> _Task statement_: Translate into Spanish the following sentence from the text on LTI performance measurement below: "These programs typically measure performance over a single 3-year period."

> _Selected text_:

LTI Performance Measurement Considerations

Long-term performance plans often deliver the majority of the total LTI opportunity for senior executives. These programs typically measure performance over a single 3-year period. As noted above, given the volatility and uncertainty associated with operating in cyclical or commodity-sensitive industries, it is often challenging to set 3-year financial goals. Therefore, as an alternative to setting single 3-year performance goals, some cyclical companies establish 1-year performance goals at the start of each calendar year of the 3-year performance period and also set a 3-year cumulative “wrap-around” goal. For those companies that use relative TSR as a metric, a similar approach can be used: three separate 1-year measurement periods and a single 3-year TSR measurement period (as illustrated below). Awards under this approach are determined using an average of results for the four measurement periods and are settled at the end of year 3 in order to maintain the retention value of the LTI.

When analyzing companies with this design, we find that both proxy advisors and some investors scrutinize the plan as being “short term” in nature. However, as long as there is no evident pay for performance misalignment, this design in and of itself does not seem to lead to an “Against” Say on Pay (SOP) vote recommendation or a low SOP vote result. As always, we recommend a fulsome disclosure of the reasons why such an approach is beneficial to the company and its shareholders.

> _Source information_:
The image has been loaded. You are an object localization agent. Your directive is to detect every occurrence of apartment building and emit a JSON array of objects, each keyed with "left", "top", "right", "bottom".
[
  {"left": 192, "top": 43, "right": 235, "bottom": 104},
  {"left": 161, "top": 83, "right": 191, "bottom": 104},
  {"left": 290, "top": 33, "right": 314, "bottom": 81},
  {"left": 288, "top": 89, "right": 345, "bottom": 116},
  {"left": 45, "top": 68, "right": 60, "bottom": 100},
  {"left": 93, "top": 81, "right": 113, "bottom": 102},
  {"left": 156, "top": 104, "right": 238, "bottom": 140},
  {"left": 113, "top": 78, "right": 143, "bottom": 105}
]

> _Answer space_: Estos programas normalmente miden el desempeño durante un único período de 3 años.